● Goals
#1 From the comment thread, quote the passage starting at "Comment by Michelle" and ending at "with warrantless searches.".
#2 Answer these questions about the comment thread:
(a) At what speed, and in what speed zone, did Officer Combs see the car traveling?
(b) According to the commenter named hmmm, what kind of searches does the case deal with?
(c) On which highways does the commenter Google Is Your Friend say it is very common for people to be actively smoking weed in the car?

● Quoted passage
— BEGIN —

Comment by Michelle Flaherty Thursday, Sep 19, 24 @ 11:38 am
I should have read the full opinion first. It answers my previous question directly. Sorry folks.
Comment by H-W Thursday, Sep 19, 24 @ 11:42 am
I’m sure police departments will dutifully work to train their officers on this decision and not do anything to undermine or sabotage or just plain ignore it.
Comment by Google Is Your Friend Thursday, Sep 19, 24 @ 12:05 pm
Driving while stoned is still illegal. Is the only difference now that further inspection (after the initial pot odor detection) requires a failed sobriety test of some sort? I definitely think pulling folks over who are actively smoking weed in the car (very common on Chicago Highways) is a worthwhile use of police resources.
Comment by hmmm Thursday, Sep 19, 24 @ 12:06 pm
===Driving while stoned is still illegal.===
Yes. But this case deals with warrantless searches.
Comment by Rich Miller Thursday, Sep 19, 24 @ 12:12 pm
“On September 15, 2020, Officer Combs saw a car with an improperly secured license plate traveling at a speed of 73 miles per hour in a 70-mile-per-hour zone on Interstate 80 in Henry County.”
Oh. I see.
Comment by Stephanie Kollmann Thursday, Sep 19, 24 @ 12:29 pm
The dilemma as it relates to the average person.
Having people under the influence of cannabis while driving is very dangerous.
The excuse of “I smelt cannabis” can be used as an excuse to harass indiviudals in a petty an arbitrary manner.

— END —

● Given records
— BEGIN —

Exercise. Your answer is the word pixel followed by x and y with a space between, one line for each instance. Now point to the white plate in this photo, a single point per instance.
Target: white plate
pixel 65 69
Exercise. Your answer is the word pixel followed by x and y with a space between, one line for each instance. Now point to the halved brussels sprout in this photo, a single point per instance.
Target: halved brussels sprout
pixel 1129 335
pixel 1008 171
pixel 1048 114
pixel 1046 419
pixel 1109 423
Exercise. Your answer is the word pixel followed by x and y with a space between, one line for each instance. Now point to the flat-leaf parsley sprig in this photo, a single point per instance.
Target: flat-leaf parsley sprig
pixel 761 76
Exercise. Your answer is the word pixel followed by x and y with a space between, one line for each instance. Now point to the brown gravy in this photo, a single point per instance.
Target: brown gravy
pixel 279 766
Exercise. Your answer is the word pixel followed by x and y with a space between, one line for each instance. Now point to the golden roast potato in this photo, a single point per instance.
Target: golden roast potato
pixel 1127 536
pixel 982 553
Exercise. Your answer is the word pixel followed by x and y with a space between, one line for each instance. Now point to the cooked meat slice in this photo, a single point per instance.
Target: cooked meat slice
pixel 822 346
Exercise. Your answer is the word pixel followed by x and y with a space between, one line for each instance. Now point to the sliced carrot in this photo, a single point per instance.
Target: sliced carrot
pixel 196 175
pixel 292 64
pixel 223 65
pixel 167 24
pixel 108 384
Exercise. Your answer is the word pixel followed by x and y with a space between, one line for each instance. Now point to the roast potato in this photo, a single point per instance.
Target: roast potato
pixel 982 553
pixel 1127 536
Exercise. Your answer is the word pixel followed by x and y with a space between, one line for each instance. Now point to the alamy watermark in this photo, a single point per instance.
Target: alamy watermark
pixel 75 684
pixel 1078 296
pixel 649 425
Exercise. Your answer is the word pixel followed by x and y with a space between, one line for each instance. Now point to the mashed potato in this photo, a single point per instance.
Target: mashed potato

— END —

● Per-task answers
#1
Comment by Michelle Flaherty Thursday, Sep 19, 24 @ 11:38 am
I should have read the full opinion first. It answers my previous question directly. Sorry folks.
Comment by H-W Thursday, Sep 19, 24 @ 11:42 am
I’m sure police departments will dutifully work to train their officers on this decision and not do anything to undermine or sabotage or just plain ignore it.
Comment by Google Is Your Friend Thursday, Sep 19, 24 @ 12:05 pm
Driving while stoned is still illegal. Is the only difference now that further inspection (after the initial pot odor detection) requires a failed sobriety test of some sort? I definitely think pulling folks over who are actively smoking weed in the car (very common on Chicago Highways) is a worthwhile use of police resources.
Comment by hmmm Thursday, Sep 19, 24 @ 12:06 pm
===Driving while stoned is still illegal.===
Yes. But this case deals with warrantless searches.

#2
(a) 73 miles per hour in a 70-mile-per-hour zone
(b) Warrantless searches
(c) Chicago highways